| WHAT THIS EXERCISE ASKS |
**1.** Print the smoker forum thread between "## 1MoreFord (Oct" and "(Oct 3, 2021)", inclusive.
**2.** Carry on writing the smoker forum thread from its last sentence onward.

| SELECTED PASSAGE |
------------------------------------------------------------------------
# Help me idetify this New Braunsfels smoker?



## Rhyan (Oct 1, 2021)

Its going for dirt cheap, just need to know if it's worth it or not?


----------



## SmokinEdge (Oct 1, 2021)

Same basic model I have. What do you need to know about it?


----------



## Rhyan (Oct 2, 2021)

Is it worth 25 bucks? Is the steel thick?


----------



## 1MoreFord (Oct 2, 2021)

The metal isn't thick but it's easily worth $25.  Looks like it needs a firebox grate but that's easy enough.


----------



## GonnaSmoke (Oct 3, 2021)

If I didn't have an offset and wanted one, I'd grab that one for $25 real fast. First thing would be to get all of that ash out of the firebox and clean it up. Leaving ashes in the firebox will cause it to rust out fairly quickly especially if the metal is thin. I'd get a grate for the firebox, clean out the cook chamber and cooking grate, make sure the exhaust stack is clear, and smoke on it. Plenty of mods out there that will help make it a more consistent, stable smoker...
------------------------------------------------------------------------
| DATA SUPPLIED |
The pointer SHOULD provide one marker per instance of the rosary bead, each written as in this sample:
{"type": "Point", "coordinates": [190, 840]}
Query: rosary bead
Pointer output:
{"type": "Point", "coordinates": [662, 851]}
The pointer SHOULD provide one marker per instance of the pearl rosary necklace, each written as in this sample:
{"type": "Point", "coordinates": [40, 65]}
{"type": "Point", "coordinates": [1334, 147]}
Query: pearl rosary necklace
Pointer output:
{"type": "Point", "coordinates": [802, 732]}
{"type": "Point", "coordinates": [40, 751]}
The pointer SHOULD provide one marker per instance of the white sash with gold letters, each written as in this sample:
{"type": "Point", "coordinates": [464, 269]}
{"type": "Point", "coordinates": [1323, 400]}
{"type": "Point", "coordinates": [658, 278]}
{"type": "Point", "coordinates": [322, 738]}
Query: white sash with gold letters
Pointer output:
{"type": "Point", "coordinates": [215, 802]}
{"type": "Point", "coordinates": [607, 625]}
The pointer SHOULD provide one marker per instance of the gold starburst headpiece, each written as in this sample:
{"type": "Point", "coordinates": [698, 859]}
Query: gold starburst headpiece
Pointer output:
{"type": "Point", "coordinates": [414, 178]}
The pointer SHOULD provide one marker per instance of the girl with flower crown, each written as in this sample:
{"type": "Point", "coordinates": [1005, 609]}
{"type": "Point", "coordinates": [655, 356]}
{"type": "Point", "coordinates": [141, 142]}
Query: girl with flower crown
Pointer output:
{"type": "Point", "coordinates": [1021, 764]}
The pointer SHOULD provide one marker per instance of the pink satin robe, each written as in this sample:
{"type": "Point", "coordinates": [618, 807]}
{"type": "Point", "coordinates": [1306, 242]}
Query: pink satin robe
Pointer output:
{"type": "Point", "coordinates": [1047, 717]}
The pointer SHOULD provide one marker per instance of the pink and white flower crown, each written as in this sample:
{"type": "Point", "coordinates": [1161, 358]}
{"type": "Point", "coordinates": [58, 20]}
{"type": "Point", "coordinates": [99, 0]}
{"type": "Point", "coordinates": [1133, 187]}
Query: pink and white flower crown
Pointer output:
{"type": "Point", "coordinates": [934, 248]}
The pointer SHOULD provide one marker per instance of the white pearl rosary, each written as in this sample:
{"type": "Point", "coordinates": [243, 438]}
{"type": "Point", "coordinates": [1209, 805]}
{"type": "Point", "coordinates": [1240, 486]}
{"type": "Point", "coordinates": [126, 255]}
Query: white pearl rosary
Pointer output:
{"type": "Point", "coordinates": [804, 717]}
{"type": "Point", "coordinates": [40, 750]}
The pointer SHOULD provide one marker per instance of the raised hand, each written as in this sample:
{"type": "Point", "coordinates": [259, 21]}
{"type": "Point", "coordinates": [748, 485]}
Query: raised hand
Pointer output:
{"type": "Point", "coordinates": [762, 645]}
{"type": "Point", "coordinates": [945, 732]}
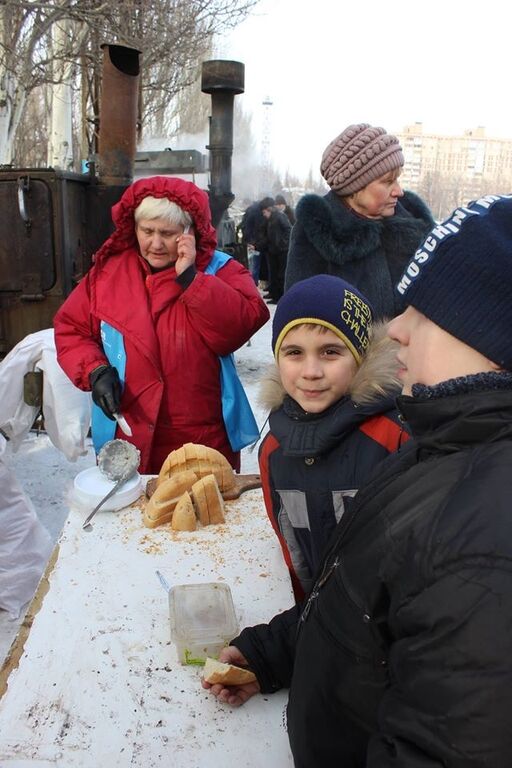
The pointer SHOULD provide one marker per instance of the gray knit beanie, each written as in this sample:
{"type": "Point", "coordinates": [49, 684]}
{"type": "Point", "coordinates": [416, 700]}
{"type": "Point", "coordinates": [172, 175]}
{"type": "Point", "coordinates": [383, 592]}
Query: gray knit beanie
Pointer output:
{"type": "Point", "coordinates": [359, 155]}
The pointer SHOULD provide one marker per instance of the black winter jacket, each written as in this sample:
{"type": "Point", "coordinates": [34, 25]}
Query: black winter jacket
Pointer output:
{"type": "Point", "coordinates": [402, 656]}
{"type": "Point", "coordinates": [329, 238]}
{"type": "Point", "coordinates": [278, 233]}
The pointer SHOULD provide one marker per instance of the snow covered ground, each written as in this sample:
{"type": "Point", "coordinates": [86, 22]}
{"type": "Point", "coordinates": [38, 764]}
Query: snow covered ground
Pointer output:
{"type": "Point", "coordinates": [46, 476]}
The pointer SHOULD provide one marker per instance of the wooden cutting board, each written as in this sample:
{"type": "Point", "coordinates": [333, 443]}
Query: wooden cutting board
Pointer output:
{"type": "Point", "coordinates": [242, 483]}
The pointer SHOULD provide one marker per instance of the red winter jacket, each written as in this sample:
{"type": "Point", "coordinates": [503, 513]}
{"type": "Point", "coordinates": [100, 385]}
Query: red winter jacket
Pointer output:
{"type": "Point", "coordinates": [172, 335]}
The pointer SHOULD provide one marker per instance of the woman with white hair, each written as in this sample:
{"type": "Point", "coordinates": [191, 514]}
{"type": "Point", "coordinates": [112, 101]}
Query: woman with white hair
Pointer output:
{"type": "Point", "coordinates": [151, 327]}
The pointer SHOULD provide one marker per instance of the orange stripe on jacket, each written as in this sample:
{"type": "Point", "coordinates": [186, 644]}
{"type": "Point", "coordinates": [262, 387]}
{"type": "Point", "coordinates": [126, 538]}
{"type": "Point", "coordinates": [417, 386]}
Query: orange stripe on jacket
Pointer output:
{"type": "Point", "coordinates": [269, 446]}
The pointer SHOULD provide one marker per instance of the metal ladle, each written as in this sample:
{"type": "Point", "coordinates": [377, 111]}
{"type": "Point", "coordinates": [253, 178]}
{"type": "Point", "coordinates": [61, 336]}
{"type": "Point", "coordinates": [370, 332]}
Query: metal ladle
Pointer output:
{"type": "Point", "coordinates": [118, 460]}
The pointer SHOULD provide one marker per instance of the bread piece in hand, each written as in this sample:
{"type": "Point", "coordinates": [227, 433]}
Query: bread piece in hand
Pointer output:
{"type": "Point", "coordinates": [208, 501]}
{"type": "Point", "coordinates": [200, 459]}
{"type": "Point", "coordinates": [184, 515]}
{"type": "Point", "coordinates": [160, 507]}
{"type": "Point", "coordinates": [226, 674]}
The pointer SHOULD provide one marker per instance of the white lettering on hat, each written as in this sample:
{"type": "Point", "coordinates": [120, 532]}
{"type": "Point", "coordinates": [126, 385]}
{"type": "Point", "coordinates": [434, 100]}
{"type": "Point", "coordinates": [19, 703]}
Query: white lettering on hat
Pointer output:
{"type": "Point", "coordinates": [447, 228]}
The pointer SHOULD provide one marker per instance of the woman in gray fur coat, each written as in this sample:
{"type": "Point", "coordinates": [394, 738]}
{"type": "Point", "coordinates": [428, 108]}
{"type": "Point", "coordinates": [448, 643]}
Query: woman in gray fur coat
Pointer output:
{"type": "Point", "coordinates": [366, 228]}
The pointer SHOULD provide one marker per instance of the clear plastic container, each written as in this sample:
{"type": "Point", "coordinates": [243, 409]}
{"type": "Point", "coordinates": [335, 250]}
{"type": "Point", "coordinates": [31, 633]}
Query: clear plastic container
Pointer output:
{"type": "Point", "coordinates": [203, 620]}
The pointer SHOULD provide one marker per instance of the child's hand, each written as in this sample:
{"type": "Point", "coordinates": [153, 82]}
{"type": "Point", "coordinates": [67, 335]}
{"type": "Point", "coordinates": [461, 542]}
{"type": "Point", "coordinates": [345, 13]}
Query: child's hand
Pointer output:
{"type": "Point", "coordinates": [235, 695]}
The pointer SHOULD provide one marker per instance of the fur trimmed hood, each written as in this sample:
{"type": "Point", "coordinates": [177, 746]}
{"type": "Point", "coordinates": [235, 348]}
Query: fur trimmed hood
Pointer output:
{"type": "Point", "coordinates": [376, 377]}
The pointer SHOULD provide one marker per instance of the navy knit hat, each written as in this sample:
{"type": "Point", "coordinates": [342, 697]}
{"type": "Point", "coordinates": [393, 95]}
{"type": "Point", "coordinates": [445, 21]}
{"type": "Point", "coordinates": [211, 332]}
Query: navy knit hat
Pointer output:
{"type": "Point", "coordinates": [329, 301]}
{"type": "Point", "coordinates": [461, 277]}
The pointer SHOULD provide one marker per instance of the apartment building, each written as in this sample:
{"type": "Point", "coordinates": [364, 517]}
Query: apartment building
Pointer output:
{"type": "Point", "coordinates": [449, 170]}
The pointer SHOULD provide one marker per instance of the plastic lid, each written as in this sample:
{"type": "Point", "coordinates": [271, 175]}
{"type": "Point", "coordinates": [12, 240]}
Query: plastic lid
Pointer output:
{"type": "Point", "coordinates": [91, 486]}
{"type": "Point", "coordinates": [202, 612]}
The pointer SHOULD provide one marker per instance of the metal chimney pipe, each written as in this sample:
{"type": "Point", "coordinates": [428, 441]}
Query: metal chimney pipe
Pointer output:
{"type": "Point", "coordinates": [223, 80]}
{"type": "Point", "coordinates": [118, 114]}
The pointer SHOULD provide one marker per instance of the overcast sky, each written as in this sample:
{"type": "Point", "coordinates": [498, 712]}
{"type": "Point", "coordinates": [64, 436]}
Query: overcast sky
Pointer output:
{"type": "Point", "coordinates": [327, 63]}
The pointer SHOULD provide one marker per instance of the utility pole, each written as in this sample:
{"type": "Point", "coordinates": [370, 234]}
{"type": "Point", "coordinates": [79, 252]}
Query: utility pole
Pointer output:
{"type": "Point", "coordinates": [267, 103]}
------------------------------------------------------------------------
| EXPECTED OUTPUTS |
**1.**
## 1MoreFord (Oct 2, 2021)

The metal isn't thick but it's easily worth $25.  Looks like it needs a firebox grate but that's easy enough.


----------



## GonnaSmoke (Oct 3, 2021)

**2.**
----------



## dave schiller (Oct 17, 2021)

It looks my smoker which I was told is a NB Black Diamond.  Only difference I note is that "your" smoker has five boards that comprise the work shelf whereas mine has only three.  I paid $50 for mine (used) and probably another $50 for gaskets, paint, and minor modifications.  The biggest design flaw is that the wheels are located on the wrong end.  It's heavy as heck to pickup the firebox end when moving it around so I installed wheels on the FB end.  If you're going to leave in one place, then the weight won't matter.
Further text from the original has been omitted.